INSTRUCTIONS TO FOLLOW:
Copy out the lines of the listing verbatim, beginning with the line that contains "Query: green leaf" and continuing through the line that contains "120 79 L 115", with both of those lines included.

RECORDS SHOWN:
**********
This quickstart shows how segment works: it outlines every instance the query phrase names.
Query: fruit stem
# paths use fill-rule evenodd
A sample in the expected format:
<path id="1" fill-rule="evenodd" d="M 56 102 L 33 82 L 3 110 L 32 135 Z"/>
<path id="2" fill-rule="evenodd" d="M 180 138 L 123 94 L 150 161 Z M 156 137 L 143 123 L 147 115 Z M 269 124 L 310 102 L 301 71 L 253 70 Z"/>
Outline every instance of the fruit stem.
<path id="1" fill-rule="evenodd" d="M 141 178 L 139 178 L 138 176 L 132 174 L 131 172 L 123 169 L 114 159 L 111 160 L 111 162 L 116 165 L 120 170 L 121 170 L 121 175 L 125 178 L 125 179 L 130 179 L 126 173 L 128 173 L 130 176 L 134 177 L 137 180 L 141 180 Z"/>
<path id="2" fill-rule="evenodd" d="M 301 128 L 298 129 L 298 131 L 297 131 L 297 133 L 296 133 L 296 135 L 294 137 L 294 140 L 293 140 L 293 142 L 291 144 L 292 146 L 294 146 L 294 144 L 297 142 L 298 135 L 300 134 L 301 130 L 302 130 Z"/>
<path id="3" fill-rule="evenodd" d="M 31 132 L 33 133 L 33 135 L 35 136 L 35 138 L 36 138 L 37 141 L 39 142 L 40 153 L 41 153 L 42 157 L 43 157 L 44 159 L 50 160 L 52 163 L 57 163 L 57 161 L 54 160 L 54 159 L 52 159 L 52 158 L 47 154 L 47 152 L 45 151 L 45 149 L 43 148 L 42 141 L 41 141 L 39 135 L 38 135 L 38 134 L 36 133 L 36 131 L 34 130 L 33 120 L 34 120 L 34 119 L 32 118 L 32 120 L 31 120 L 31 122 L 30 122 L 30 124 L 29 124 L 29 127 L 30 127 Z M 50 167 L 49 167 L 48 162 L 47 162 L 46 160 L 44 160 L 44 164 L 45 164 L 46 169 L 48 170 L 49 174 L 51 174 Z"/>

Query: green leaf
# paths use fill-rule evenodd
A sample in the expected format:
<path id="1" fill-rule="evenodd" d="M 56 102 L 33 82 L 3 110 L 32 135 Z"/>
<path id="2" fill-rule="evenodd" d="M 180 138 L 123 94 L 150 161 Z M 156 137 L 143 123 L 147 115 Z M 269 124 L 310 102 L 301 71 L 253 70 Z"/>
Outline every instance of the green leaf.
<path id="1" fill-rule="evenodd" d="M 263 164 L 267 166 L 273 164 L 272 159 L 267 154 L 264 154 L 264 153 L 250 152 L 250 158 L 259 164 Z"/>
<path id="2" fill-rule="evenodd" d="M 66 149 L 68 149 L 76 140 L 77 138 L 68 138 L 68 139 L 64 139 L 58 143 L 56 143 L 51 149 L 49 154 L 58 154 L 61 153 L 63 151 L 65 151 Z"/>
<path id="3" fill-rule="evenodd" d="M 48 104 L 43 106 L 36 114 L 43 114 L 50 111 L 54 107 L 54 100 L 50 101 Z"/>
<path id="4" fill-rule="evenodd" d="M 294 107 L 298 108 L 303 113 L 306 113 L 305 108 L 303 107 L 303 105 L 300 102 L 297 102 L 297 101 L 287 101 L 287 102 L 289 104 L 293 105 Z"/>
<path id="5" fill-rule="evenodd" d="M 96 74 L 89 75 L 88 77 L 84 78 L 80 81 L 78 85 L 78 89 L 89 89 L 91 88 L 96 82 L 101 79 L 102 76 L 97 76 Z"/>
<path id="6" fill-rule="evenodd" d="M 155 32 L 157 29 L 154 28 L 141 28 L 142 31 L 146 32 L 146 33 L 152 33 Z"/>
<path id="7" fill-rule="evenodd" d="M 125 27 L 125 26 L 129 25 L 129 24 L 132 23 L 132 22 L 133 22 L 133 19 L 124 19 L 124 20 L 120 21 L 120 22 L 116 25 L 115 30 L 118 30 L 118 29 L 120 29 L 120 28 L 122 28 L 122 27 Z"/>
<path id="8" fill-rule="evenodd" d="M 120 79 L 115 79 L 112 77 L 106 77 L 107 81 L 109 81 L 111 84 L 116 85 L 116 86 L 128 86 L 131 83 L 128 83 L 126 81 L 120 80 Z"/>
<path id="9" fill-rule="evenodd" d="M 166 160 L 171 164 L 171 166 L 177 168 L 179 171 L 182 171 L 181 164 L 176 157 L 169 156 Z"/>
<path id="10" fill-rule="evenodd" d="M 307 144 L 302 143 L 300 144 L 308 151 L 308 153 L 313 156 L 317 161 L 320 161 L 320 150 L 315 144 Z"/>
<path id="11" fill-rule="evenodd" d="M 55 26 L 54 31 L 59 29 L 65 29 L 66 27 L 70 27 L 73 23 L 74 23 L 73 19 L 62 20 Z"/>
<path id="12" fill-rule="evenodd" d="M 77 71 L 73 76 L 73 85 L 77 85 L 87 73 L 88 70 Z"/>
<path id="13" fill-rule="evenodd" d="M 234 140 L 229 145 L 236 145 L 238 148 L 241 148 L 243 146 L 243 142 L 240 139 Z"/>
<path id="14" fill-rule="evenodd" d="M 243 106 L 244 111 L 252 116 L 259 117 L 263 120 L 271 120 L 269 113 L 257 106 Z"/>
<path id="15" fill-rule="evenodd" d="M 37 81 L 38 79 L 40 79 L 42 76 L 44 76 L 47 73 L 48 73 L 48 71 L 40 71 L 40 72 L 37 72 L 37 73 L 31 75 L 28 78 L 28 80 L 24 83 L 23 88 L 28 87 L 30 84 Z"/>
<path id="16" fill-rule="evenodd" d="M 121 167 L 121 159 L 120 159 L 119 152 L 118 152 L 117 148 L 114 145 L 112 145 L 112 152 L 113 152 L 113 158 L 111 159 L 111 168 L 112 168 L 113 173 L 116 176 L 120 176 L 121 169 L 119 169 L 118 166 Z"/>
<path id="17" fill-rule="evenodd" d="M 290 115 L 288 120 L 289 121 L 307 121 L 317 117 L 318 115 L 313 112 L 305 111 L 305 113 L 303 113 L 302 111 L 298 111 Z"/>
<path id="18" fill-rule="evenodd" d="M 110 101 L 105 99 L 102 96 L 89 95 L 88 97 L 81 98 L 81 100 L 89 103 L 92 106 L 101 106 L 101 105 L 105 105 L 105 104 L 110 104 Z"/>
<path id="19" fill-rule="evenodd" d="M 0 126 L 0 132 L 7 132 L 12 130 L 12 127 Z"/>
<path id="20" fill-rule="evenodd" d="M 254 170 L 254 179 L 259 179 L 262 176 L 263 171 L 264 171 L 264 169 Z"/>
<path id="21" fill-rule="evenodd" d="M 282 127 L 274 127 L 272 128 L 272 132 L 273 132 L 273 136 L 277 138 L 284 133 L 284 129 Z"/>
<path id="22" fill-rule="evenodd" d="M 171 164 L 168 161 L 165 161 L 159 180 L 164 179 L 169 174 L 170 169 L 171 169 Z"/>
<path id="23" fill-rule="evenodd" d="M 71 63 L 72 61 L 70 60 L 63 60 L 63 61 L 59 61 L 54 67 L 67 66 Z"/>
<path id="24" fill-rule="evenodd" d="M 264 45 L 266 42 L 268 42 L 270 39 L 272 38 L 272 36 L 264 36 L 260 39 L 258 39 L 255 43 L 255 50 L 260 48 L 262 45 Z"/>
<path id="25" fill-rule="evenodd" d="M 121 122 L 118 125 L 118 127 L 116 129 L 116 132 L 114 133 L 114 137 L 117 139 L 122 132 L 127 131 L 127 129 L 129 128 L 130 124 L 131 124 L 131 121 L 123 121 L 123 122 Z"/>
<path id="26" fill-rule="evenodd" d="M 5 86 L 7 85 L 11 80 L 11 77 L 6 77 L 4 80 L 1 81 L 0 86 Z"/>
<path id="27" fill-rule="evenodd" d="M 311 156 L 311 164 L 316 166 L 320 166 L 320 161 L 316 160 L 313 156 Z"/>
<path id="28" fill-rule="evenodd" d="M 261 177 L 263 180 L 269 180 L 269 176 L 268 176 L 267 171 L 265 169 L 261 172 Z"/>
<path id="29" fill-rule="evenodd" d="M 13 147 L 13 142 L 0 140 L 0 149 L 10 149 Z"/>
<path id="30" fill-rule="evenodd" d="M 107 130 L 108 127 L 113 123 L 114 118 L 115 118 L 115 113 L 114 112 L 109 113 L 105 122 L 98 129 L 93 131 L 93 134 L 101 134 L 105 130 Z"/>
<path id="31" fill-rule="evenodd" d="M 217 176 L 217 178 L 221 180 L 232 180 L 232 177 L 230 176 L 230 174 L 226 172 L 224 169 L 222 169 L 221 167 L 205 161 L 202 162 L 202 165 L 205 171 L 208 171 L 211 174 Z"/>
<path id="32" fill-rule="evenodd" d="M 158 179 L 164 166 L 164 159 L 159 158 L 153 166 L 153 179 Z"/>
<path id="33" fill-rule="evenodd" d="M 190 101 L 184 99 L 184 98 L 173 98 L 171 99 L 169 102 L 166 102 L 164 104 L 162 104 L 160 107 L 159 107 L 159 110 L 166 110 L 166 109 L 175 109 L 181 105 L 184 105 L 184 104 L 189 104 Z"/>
**********
WRITTEN REPLY:
Query: green leaf
# paths use fill-rule evenodd
A sample in the expected format:
<path id="1" fill-rule="evenodd" d="M 56 102 L 33 82 L 3 110 L 32 135 Z"/>
<path id="2" fill-rule="evenodd" d="M 180 138 L 123 94 L 150 161 Z M 156 137 L 143 123 L 147 115 Z M 269 124 L 310 102 L 301 71 L 253 70 Z"/>
Outline every instance of the green leaf.
<path id="1" fill-rule="evenodd" d="M 263 164 L 267 166 L 273 164 L 272 159 L 267 154 L 264 154 L 264 153 L 250 152 L 250 158 L 259 164 Z"/>
<path id="2" fill-rule="evenodd" d="M 66 149 L 68 149 L 76 140 L 77 138 L 68 138 L 68 139 L 64 139 L 58 143 L 56 143 L 51 149 L 49 154 L 58 154 L 61 153 L 63 151 L 65 151 Z"/>
<path id="3" fill-rule="evenodd" d="M 48 104 L 43 106 L 36 114 L 43 114 L 50 111 L 54 107 L 54 100 L 50 101 Z"/>
<path id="4" fill-rule="evenodd" d="M 294 107 L 298 108 L 303 113 L 306 113 L 305 108 L 303 107 L 303 105 L 300 102 L 297 102 L 297 101 L 287 101 L 287 102 L 289 104 L 293 105 Z"/>
<path id="5" fill-rule="evenodd" d="M 96 74 L 89 75 L 88 77 L 84 78 L 80 81 L 78 85 L 78 89 L 89 89 L 91 88 L 96 82 L 101 79 L 102 76 L 97 76 Z"/>
<path id="6" fill-rule="evenodd" d="M 155 32 L 157 29 L 154 28 L 141 28 L 142 31 L 146 32 L 146 33 L 152 33 Z"/>
<path id="7" fill-rule="evenodd" d="M 125 27 L 125 26 L 129 25 L 129 24 L 132 23 L 132 22 L 133 22 L 133 19 L 124 19 L 124 20 L 120 21 L 120 22 L 116 25 L 115 30 L 118 30 L 118 29 L 120 29 L 120 28 L 122 28 L 122 27 Z"/>
<path id="8" fill-rule="evenodd" d="M 120 79 L 115 79 L 112 77 L 106 77 L 107 81 L 109 81 L 111 84 L 116 85 L 116 86 L 128 86 L 131 83 L 128 83 L 126 81 L 120 80 Z"/>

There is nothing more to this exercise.